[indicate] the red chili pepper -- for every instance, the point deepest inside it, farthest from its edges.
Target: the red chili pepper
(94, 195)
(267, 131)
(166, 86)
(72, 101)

··········

— Instructions for the task —
Restate the material exactly, from its opening line to its closing one.

— Task response —
[indicate] the red chili pepper -- for every instance, the point deepest inside it, farthest from its edges.
Target: the red chili pepper
(94, 195)
(267, 131)
(166, 86)
(72, 101)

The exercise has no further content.